**THE PROBLEM**
Leaving out every line before the one with "Query: destination sign", write out the rest of the records below exactly.

* * *

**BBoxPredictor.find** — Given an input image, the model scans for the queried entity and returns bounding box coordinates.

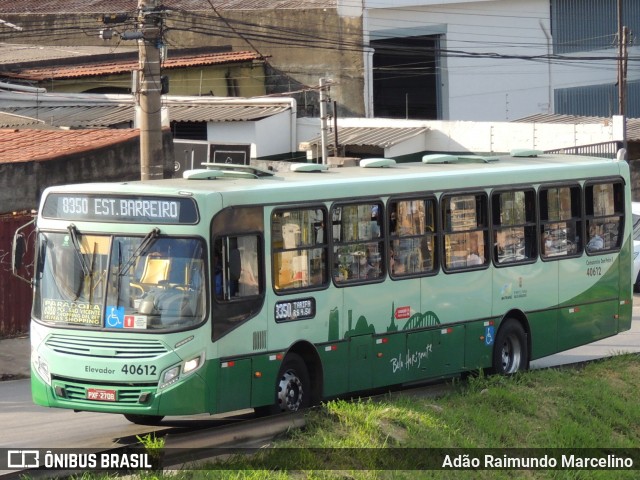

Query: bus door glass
[210,206,265,341]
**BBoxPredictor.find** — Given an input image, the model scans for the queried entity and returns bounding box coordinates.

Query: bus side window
[272,207,328,292]
[585,181,624,253]
[540,185,582,259]
[492,189,537,264]
[332,201,384,284]
[442,193,489,271]
[388,198,436,277]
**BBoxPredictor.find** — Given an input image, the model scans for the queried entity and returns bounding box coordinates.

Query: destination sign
[42,193,199,224]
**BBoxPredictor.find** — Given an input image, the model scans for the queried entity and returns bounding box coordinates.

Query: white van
[633,203,640,292]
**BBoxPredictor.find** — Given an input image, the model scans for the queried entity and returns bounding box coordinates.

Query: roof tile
[3,51,264,81]
[0,128,139,164]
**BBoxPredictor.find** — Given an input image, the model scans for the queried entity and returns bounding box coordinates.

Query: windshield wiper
[120,227,160,276]
[67,224,90,276]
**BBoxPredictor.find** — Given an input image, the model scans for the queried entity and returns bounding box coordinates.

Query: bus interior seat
[139,257,171,285]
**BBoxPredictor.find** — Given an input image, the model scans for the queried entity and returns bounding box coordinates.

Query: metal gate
[0,212,34,337]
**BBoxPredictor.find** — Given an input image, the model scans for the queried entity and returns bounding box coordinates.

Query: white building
[341,0,640,121]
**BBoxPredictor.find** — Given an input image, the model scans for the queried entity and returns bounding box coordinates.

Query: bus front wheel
[124,414,164,425]
[255,352,312,416]
[492,319,528,374]
[276,353,310,412]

* * *

**SOLUTION BELOW**
Query: destination sign
[42,193,199,224]
**BBoxPredictor.find** — Given an input image, the model scans for the queried entity and returns bounding box coordinates.

Query: white van
[633,203,640,292]
**BBoxPredictor.find** — Given an input image, the model scans for the queried entity and returns bounding box coordinates.

Query: roof tile
[3,51,264,81]
[0,128,139,164]
**BBoxPredictor.find** — Given an input image, the model scans for the queried entity and returns bounding box coordinates.

Query: windshield wiper
[120,227,160,276]
[67,224,90,276]
**BBoxPredictor.find** — Given an input image, the model scans for the queried entity and returns bounding box coordinates.

Query: bus interior seat
[139,257,171,285]
**BBoxPredictor.find** — Given an input image, the model scans for the queried entity and returns bounding box coordinates.

Query: metal gate
[0,212,34,337]
**BBoxPredictor.find** — Given an input image, the model scans for the queried entity and returns bounding box coordinates.

Query: white building
[341,0,640,121]
**BBoxPredictor.find** — Given an input image, the model scans for the queried entity and returns bounding box coordinates.

Query: bus front wheel
[124,414,164,425]
[255,352,312,416]
[492,319,528,374]
[276,353,310,412]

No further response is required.